◆ Your assignment ◆
Please output exactly the part of the records below that opens with the line containing "Every instance of the hanging" and closes with the line containing "Every instance of the chair leg", both lines included, and nothing else.

──────────

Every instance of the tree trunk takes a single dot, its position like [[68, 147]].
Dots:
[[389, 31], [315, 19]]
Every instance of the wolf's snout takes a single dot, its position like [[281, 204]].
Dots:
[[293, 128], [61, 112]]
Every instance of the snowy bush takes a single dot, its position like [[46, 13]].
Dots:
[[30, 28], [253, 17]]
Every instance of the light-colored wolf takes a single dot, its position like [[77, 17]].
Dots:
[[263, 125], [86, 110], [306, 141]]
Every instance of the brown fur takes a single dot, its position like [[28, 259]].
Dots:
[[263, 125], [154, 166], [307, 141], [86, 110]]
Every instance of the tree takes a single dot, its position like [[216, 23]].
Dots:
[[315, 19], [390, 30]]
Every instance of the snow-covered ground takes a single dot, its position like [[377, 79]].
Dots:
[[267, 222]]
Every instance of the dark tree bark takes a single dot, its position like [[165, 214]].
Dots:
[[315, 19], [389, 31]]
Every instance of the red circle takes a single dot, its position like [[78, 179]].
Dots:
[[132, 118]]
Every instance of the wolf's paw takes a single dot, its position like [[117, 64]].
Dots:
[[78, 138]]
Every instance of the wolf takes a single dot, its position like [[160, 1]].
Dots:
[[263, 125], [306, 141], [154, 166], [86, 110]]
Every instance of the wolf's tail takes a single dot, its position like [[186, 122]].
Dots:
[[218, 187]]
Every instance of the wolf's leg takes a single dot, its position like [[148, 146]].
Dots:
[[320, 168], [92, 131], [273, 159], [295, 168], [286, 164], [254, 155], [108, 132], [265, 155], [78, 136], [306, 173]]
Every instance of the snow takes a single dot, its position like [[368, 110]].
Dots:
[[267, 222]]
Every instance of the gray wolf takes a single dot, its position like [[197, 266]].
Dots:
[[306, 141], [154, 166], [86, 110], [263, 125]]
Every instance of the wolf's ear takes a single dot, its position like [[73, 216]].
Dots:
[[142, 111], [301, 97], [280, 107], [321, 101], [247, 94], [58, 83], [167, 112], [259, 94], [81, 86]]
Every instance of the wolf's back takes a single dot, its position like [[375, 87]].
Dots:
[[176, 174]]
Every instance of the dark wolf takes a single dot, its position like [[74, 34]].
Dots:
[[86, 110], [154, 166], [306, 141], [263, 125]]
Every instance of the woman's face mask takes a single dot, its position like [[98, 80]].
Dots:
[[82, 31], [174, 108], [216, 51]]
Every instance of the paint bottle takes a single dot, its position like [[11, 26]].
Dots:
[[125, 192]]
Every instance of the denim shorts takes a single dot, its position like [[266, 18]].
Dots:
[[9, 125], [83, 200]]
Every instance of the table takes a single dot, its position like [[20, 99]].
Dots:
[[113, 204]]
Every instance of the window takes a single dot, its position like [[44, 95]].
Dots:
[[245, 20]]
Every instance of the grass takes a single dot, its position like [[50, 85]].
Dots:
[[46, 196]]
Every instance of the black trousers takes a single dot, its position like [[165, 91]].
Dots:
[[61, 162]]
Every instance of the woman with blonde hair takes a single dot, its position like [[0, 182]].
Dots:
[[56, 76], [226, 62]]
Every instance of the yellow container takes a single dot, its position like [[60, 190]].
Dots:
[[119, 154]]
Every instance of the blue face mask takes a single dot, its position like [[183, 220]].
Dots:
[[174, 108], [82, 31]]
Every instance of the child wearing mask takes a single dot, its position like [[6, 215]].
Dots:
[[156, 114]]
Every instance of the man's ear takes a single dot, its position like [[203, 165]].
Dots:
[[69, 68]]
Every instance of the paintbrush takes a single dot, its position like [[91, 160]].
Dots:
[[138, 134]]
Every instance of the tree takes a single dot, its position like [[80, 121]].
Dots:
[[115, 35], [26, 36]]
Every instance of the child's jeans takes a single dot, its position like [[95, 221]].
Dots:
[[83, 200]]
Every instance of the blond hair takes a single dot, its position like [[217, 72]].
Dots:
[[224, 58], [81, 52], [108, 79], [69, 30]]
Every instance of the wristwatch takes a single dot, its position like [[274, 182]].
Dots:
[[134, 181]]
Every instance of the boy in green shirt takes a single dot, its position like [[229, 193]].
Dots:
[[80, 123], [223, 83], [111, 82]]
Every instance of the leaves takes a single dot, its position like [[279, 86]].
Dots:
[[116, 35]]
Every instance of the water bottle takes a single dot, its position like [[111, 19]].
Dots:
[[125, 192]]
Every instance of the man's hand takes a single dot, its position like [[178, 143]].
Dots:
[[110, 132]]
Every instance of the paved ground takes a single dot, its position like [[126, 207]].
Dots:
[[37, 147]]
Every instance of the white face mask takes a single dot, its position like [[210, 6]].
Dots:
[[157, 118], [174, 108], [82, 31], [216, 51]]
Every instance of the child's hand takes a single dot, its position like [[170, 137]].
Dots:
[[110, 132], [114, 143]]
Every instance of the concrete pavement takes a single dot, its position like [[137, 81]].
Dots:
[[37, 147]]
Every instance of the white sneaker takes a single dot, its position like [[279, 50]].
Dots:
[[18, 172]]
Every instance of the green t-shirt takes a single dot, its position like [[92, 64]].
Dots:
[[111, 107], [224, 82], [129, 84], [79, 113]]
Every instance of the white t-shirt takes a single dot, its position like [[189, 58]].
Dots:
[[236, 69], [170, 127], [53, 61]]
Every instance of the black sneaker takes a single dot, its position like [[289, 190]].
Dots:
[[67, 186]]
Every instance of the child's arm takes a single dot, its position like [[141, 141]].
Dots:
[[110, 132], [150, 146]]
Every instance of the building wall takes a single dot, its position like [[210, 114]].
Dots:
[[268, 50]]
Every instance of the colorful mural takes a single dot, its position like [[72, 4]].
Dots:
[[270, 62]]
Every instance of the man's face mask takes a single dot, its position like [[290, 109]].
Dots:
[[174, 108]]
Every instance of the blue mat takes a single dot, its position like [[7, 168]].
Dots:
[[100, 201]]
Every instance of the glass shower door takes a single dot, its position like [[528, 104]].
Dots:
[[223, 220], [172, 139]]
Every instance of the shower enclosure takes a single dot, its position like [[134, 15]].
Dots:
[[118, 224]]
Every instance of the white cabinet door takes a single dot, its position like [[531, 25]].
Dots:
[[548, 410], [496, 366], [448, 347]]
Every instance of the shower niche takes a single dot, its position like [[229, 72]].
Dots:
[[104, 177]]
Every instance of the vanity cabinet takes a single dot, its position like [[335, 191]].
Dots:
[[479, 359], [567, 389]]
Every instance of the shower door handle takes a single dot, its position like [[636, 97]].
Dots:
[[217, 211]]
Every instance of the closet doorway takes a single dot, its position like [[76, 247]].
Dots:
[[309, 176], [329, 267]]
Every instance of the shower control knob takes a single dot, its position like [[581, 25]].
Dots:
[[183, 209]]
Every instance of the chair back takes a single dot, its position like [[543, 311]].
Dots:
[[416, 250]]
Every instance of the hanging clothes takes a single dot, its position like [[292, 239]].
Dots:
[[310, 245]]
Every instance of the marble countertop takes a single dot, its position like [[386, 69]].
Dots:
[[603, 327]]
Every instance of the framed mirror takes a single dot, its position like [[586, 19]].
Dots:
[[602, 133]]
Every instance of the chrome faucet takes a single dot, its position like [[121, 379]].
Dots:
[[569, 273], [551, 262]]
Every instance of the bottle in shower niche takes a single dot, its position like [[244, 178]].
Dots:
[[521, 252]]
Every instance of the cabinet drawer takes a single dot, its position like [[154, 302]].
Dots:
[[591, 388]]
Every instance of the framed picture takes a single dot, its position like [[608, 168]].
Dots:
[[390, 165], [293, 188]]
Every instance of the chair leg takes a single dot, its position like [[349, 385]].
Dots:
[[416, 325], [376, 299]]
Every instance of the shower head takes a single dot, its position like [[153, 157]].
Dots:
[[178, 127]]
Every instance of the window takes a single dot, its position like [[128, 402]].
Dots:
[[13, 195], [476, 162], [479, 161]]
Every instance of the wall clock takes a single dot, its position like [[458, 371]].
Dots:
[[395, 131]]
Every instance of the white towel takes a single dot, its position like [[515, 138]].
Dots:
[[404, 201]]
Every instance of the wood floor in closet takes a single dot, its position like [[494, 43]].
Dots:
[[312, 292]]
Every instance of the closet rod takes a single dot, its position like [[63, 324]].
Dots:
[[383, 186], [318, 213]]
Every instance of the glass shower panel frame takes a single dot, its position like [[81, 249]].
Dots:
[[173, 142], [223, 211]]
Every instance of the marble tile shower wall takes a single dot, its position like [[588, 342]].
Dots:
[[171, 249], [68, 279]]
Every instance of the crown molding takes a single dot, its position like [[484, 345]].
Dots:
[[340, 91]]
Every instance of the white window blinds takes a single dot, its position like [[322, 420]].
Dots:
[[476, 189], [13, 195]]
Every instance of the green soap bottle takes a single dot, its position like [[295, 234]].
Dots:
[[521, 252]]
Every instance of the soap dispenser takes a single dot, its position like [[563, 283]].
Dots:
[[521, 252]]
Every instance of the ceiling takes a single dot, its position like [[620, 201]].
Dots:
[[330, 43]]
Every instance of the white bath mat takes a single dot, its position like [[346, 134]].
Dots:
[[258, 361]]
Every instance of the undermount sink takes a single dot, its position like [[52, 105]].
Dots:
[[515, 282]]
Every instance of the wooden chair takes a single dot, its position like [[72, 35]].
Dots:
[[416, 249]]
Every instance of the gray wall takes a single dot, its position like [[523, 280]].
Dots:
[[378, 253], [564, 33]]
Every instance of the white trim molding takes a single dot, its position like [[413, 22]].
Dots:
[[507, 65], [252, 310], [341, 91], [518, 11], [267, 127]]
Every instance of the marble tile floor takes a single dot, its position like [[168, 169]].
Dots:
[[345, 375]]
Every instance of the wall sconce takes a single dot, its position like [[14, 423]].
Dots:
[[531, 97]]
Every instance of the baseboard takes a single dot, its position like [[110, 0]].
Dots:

──────────

◆ Response to this task ◆
Every instance of the hanging clothes takes a single dot, its position like [[292, 239]].
Dots:
[[310, 245]]
Every instance of the marble countertop takes a single dot, its position like [[386, 69]].
Dots:
[[603, 327]]
Every instance of the framed mirror takes a single dot, its position like [[586, 19]].
Dots:
[[602, 133]]
Every instance of the chrome faucet takes a single dot, its position like [[121, 379]].
Dots:
[[569, 273], [551, 262]]
Every instance of the bottle in shower niche takes a single dot, its position like [[244, 178]].
Dots:
[[521, 252]]
Every instance of the cabinet drawer takes a single dot, its position like [[154, 302]].
Dots:
[[591, 388]]
Every instance of the framed picture takes a single dot, its position like [[608, 168]].
Dots:
[[390, 165], [293, 188]]
Every instance of the chair leg takes a single dot, its position like [[349, 385]].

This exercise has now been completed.